-- start DOCUMENT SEGMENT --

Equations with absolute values in practice

Hello, and welcome back to a step in practice. We are dealing today with equations that involve absolute values. In exercise 1, the equation is absolute value of 3x minus 7 equals to minus 8. Well, it is clear at the first glance that this equation has no solutions. Why? Because the absolute value of something is greater or equal than 0, whereas minus 8 is strictly negative. And so the set of solutions is the empty set.

Alternatively, one could have used the method that Francis showed us in the last step. More precisely, the method is that to consider two different cases, depending on the sign of 3x minus 7.

So alternatively, if 3x minus 7 is greater or equal than 0, that is x greater or equal than 7/3, the equation is equivalent to 3x minus 7 equal to minus 8, that is x equal to minus 1/3.

However, minus 1/3– well, does not belong to the interval 7/3 plus infinity. So the first set of solutions is the empty set. The second case is 3x minus 7, strictly less than 0, that is, x strictly less than 7/3. Well in that case the equation is equivalent to minus 3x minus 7 equals 2 minus 8, which is minus 3x equals to minus 15, which gives x equal 5. However, 5– well, it’s bigger than 7/3, and so the second set of solutions is the empty set. And the conclusion, again is that the set of solutions which is the union of the two sets of solutions, considering the two cases, is again the empty set.

So two different methods to find the same conclusion.

In exercise 2, we are dealing with two absolute values.

Well, the equation is absolute value of 2x minus 4 minus absolute value of x minus 1 equal 3.

We suggest to consider different cases, depending on the sign of 2x minus 4 and x minus 1. Now, x minus 1 vanishes when x equals 1, whereas 2x minus 4 vanishes when x is equal to 2. So let us consider a table with the values 1 and 2. And here, let us put the sign of x minus 1 and the sign of 2x minus 4.

Now, 2x minus 4 vanishes in 2, whereas x minus 1 vanishes in 1. Here we have the positive sign, negative sign, here we have a negative sign, and then a positive sign, Now we consider these three different cases. If x is less than 1, then both terms are negative. So the equation is equivalent to minus 2x minus 4, minus and then again minus x minus 1 equal to 3. And this is minus 2x plus 4 plus x minus 1 equal to 3, and this is again is equivalent to minus x plus 3 equal to 3, which gives x equal to 0. 0 less than 1. So we get a set of solution 0.

-- end DOCUMENT SEGMENT --
-- start SUPPLIED MATERIAL --

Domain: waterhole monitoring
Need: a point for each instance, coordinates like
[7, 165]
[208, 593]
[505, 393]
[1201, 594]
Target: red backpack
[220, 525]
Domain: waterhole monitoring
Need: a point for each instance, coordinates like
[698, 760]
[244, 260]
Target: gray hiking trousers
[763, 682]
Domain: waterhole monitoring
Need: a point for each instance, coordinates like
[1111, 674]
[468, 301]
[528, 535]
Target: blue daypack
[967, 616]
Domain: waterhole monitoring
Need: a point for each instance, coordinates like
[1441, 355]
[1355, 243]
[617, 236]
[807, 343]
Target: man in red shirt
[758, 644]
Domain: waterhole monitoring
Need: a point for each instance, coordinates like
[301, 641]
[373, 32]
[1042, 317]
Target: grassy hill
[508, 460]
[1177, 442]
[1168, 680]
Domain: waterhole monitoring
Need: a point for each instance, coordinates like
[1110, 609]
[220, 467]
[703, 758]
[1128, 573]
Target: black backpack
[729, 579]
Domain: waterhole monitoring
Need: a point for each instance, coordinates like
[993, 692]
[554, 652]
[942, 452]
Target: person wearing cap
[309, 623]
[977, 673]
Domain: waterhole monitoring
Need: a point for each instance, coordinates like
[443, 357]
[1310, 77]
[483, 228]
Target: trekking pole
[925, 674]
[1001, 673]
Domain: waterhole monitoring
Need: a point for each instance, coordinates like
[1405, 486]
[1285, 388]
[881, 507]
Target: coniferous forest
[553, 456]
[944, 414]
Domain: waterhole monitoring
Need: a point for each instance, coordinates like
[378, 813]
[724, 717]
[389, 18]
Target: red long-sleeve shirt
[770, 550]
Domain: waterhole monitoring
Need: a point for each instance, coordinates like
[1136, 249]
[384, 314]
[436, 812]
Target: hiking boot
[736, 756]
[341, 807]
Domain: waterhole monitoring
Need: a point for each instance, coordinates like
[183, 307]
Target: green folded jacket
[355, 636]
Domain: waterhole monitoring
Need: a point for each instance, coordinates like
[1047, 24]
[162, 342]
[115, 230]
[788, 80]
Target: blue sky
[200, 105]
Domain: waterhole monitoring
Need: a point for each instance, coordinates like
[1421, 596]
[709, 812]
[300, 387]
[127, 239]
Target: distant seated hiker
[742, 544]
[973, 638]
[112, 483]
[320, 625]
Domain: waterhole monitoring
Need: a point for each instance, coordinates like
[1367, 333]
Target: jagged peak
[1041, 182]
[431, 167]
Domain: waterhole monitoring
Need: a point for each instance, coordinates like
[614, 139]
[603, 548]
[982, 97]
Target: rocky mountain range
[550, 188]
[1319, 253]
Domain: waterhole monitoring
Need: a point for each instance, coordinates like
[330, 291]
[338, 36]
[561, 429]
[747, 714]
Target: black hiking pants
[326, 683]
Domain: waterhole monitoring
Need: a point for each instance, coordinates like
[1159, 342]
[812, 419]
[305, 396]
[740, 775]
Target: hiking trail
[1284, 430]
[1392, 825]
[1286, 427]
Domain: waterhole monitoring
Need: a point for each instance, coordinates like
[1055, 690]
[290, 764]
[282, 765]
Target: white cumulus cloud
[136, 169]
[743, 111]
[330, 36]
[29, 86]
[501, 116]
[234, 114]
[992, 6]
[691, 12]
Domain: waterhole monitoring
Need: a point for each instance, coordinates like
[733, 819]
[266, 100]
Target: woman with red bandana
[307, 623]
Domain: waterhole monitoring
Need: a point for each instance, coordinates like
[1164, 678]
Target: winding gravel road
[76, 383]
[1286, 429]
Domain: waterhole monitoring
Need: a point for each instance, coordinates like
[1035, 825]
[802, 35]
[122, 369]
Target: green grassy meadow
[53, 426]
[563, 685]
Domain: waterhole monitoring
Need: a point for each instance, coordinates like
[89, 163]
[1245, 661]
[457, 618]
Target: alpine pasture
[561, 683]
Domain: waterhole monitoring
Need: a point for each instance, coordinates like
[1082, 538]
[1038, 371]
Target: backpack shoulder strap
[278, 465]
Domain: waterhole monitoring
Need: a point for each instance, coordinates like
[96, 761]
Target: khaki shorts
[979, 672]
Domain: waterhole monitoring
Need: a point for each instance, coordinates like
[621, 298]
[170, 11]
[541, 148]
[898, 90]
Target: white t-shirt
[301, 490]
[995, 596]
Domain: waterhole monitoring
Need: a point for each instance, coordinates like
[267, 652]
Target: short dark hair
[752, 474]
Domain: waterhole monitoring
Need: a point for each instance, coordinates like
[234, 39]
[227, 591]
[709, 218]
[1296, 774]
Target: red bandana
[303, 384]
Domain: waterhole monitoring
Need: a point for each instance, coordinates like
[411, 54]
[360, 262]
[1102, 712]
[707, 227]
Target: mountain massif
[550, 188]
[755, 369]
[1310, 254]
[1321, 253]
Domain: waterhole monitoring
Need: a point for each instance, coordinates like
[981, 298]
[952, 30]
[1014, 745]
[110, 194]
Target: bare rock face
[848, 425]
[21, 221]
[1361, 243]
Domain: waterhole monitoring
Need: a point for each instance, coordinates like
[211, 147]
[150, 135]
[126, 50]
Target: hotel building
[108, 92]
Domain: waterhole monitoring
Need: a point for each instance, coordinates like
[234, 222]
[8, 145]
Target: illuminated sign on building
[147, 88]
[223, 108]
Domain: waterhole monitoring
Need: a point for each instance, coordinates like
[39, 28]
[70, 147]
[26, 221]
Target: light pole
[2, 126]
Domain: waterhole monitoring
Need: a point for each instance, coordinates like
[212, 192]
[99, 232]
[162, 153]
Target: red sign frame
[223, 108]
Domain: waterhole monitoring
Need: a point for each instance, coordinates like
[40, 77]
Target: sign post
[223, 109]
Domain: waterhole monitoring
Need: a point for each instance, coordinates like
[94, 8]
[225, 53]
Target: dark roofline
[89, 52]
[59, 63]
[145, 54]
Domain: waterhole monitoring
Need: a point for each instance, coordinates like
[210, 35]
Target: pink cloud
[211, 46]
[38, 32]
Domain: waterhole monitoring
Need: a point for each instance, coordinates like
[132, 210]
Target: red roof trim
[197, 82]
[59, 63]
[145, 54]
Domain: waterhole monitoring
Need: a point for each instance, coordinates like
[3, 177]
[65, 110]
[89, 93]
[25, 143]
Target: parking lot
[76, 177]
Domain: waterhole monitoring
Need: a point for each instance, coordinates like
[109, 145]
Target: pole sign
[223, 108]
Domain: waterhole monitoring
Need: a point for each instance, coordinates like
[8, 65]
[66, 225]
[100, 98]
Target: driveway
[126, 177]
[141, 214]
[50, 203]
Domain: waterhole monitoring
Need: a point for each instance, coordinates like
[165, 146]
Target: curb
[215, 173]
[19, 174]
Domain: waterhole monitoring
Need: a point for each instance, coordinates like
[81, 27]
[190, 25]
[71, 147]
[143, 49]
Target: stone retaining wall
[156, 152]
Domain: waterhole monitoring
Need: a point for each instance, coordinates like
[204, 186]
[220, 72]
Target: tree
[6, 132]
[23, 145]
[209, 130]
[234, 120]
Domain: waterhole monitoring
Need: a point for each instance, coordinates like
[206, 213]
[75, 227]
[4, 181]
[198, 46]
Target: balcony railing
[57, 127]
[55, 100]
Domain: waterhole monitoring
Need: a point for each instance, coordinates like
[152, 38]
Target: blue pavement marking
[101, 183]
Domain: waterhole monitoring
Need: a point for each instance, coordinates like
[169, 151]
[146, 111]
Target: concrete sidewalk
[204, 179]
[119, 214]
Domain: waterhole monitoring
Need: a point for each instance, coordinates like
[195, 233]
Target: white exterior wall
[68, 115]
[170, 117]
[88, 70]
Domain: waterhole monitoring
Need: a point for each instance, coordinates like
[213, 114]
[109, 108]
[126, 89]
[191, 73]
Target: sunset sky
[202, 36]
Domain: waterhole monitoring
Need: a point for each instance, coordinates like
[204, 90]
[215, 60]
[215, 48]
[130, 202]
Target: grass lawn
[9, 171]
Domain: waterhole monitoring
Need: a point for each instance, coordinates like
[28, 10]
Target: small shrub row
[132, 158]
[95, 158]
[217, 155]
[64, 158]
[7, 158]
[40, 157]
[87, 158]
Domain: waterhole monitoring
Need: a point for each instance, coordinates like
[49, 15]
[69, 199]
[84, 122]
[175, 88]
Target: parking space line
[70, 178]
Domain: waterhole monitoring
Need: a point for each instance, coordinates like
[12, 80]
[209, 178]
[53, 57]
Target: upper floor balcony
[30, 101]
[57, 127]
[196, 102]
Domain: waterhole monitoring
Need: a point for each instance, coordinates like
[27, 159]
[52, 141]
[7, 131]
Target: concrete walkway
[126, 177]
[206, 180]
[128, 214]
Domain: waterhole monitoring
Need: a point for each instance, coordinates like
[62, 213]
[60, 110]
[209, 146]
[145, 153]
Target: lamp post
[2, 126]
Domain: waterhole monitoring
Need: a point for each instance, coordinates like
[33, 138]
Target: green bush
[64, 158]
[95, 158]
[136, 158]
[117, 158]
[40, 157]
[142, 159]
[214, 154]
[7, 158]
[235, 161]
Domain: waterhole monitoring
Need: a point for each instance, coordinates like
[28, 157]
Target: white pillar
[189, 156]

-- end SUPPLIED MATERIAL --

• **PROMPT 1**: Check each statement against the lecture on equations with absolute values, answering yes or no and quoting the words that decide it: (a) The equation in exercise 1 has no solutions. (b) In exercise 2, x minus 1 vanishes when x equals 2. (c) In the first case of exercise 1, solving gives x equal to minus 1/3.
• **PROMPT 2**: Carry the lecture on equations with absolute values on from its last sentence.
Nothing here depends on the entries.

• **REPLY 1**:
(a) Yes: "it is clear at the first glance that this equation has no solutions."
(b) No: "x minus 1 vanishes when x equals 1"
(c) Yes: "that is x equal to minus 1/3."

• **REPLY 2**:
Now, the second case is x greater than 1 and less than 2.

Well, in that case, x minus 1 is positive, 2x minus 4 is negative, so the equation is equivalent to minus 2x minus 4, which is the absolute value of 2x minus 4, and x minus 1 is positive. So minus x minus 1 equal to 3, and this is equivalent to minus 3x plus 4 plus 1 to this plus 5 equal to 3, which gives 3x equals to 2, and then x equal to 2/3. Now, 2/3 is less than 1, and thus we get a second set of solutions which is the empty set.

Finally, the third case, x greater or equal than 2. Well, every term is positive. So the equation is equivalent to 2x minus 4 minus x minus 1 equal to 3. But this is also x minus 4 plus 1, so minus 3 equal to 3, and this is equivalent to x equal to 6. Well, let us look at the compatibility– 6 is greater than 2, and thus we get 6 as a third set of solutions. Now, the set of solutions to our equality is the union of the three sets that we found in each of the different cases.

And so we get 0 and 6, and this is the solution of exercise 2.

In exercise 3, we consider the equation absolute value of x minus 1 equals to minus 4 plus 2x. So we can split this equality into two equations by following what Francis showed us. So in case where x minus 1 is greater or equal than 0, that is x greater or equal than 1, we get x minus 1 equal to minus 4 plus 2x, that is, x equals minus 1 plus 4, 3. So 3 is greater or equal than 1. And so we have a first solution, which is 3. Let us check– 3 minus 1 is 2. The absolute value of 2 is 2, and minus 4 plus 6 is 2. So we get the equality.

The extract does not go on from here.